Could you give the lines below as a numbered list, leaving out any blank ones?

Start of INPUT ROWS

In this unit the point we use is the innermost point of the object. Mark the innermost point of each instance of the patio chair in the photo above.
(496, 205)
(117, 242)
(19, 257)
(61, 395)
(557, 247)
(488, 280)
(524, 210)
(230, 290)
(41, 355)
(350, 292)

End of INPUT ROWS

— TASK RESULT —
1. In this unit the point we use is the innermost point of the object. Mark the innermost point of each instance of the patio chair in the photo above.
2. (496, 205)
3. (117, 242)
4. (19, 257)
5. (61, 395)
6. (557, 247)
7. (488, 280)
8. (524, 210)
9. (230, 290)
10. (41, 355)
11. (350, 292)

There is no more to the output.